• THE REQUEST
Reproduce the stretch from "Now there will" through "of Shakespeare’s death." in the passage on the Hogarth Shakespeare series, word for word.
--- Start of READING TEXT ---
Now there will be more such novels. The publisher Hogarth has commissioned authors to write prose ‘retellings’ of Shakespeare’s plays for the modern reader. The Hogarth Shakespeare programme will launch in 2016, coinciding with the 400th anniversary of Shakespeare’s death.
The first
book in the series was released this past Tuesday: Jeanette Winterson’s retelling of The Winter’s Tale which is called The Gap of Time:
"The Winter's Tale is one of Shakespeare's ‘late plays’. It tells the story of Leontes, King of Sicily, whose insane jealousy results in the banishment of his baby daughter, Perdita, from the kingdom and then the death of his beautiful wife, Hermione. Perdita is brought up by a shepherd on the Bohemian coast, but through a series of miraculous events, father and daughter, and eventually mother too, are reunited.
--- End of READING TEXT ---
--- Start of DATA ---
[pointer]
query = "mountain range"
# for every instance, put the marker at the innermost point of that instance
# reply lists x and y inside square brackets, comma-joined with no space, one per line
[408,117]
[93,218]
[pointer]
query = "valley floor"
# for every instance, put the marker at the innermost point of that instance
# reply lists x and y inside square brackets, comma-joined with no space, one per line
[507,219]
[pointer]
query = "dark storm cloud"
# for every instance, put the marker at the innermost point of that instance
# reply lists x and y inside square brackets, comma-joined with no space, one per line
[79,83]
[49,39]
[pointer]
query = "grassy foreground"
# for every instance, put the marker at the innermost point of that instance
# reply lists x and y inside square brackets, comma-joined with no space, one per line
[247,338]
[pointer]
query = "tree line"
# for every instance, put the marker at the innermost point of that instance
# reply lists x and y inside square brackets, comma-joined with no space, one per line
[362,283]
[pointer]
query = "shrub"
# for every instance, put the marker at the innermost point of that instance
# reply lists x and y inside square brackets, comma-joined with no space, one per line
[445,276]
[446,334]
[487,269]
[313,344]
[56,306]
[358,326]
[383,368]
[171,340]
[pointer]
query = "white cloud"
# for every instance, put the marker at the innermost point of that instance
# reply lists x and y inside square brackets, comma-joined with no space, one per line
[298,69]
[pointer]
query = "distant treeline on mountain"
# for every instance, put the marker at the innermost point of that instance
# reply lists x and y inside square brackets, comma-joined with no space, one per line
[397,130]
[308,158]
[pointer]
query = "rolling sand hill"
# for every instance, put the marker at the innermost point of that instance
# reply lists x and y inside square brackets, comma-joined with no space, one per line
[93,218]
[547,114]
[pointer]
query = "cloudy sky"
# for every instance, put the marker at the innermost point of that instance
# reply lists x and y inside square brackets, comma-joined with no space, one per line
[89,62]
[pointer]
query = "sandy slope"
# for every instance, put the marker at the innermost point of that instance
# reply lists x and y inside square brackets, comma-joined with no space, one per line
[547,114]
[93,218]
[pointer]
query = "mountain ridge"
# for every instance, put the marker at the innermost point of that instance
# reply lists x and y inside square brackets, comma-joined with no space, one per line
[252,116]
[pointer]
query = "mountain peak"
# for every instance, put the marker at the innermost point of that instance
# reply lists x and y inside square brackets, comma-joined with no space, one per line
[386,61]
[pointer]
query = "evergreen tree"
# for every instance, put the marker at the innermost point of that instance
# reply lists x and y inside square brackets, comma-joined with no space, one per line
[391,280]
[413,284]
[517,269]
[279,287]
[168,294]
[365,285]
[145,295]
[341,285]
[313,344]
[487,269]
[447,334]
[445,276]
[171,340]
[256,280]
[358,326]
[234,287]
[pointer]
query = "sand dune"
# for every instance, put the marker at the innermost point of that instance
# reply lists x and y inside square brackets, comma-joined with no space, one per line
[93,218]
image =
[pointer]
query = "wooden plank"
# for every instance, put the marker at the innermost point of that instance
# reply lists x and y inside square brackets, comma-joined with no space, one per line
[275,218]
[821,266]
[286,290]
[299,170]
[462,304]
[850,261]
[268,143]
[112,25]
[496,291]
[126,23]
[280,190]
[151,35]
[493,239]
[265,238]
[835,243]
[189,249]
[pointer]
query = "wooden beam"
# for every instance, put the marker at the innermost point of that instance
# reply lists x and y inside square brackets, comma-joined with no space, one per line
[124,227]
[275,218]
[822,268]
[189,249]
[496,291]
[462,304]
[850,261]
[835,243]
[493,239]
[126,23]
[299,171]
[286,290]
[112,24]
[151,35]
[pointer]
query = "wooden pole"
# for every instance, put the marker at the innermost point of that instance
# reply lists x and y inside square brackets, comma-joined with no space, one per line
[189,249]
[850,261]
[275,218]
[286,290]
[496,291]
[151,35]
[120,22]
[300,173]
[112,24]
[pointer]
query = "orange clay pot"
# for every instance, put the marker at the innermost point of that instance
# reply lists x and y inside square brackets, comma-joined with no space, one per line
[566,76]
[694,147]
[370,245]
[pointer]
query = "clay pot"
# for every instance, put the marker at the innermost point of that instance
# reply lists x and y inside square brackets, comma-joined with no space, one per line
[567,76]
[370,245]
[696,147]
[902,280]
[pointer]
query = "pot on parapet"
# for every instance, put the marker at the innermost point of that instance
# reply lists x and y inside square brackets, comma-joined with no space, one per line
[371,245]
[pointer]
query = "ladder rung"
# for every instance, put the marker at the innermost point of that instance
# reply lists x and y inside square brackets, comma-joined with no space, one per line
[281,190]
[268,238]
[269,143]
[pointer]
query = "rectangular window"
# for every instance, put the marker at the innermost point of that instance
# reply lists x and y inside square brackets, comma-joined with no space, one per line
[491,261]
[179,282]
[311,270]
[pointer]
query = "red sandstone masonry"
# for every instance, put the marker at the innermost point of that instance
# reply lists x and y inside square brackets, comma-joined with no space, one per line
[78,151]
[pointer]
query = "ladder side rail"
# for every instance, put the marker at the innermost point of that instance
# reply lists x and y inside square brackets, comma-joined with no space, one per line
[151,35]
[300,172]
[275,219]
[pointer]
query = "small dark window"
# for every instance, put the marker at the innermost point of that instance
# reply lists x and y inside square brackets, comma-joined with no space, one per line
--- End of DATA ---
• SOLUTION FOR THIS TASK
Now there will be more such novels. The publisher Hogarth has commissioned authors to write prose ‘retellings’ of Shakespeare’s plays for the modern reader. The Hogarth Shakespeare programme will launch in 2016, coinciding with the 400th anniversary of Shakespeare’s death.